_WHAT TO DO_
a – Answer these questions from the article about AI and editing careers, one answer per line, marked to match:
(i) What was IBM Watson programmed to find in the movie Morgan?
(ii) Who created the trailer from the selects?
(iii) Why does the writer put "AI" in air quotes?
b – Continue the article about AI and editing careers in the same voice, starting after its last sentence.
___ TEXT EXCERPT
How Artificial Intelligence Will Affect Your Editing Career

 (Guest article written by Philip Hodgetts of Intelligent Assistance).

Current State of AI In Filmmaking

When you read a headline like “Artificial Intelligence edits trailer for movie” it’s hard not to worry about how it might affect you, and your career. Well, the news is both good, and a little challenging.

The media likes to hype stories, but the reality is that no software algorithm or Artificial Intelligence (AI) cut a trailer for the movie Morgan. IBM Watson was programmed to find areas of high action, or high emotion from the movie, and make those selects for an experienced (human) trailer editor to create the trailer. 

That “AI” pulled selects based on action and emotion is an amazing achievement and an indicator of where “AI” is right now. You may have noticed I put “AI” in air quotes because this is not autonomous AI: true think-like-a-human machines.
______
___ SUPPLIED MATERIAL
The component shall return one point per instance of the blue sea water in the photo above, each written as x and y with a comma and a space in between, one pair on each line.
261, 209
______
_EXERCISE RESPONSES_
a –
(i) Areas of high action or high emotion.
(ii) An experienced (human) trailer editor.
(iii) Because it is not autonomous AI: true think-like-a-human machines.

b –
Autonomous Artificial General Intelligence – that a ‘machine’ could successfully perform any intellectual task that a human being can – worries the heck out of me ever since I read Tim Urban’s two part article The AI Revolution: The Road to Superintelligence

We’re not there yet. We may never create a true AI. AlphaGo, Sophia, self driving cars, and to a lesser extend personal assistants like Alexa, Siri, et al. are as close as we get to Artificial General Intelligence.

Learning Machines

But, before you can think you have to learn, and Machine Learning (ML) is booming. Learning Machines aren’t programmed like a traditional computer algorithm. Learning Machines learn from examples and feedback.

In the training phase, many hundreds, or thousands, of examples are provided for the machine (the exact mechanism varies according to data) and the good examples are noted. As the machine learns, it ‘guesses’ the result and tunes those guesses based on successful, or less successful guesses. Ultimately the machine becomes equally good at the task as the trainer(s).

There are readily available Learning Machines available for all comers, but there are ways to benefit from them without even using one.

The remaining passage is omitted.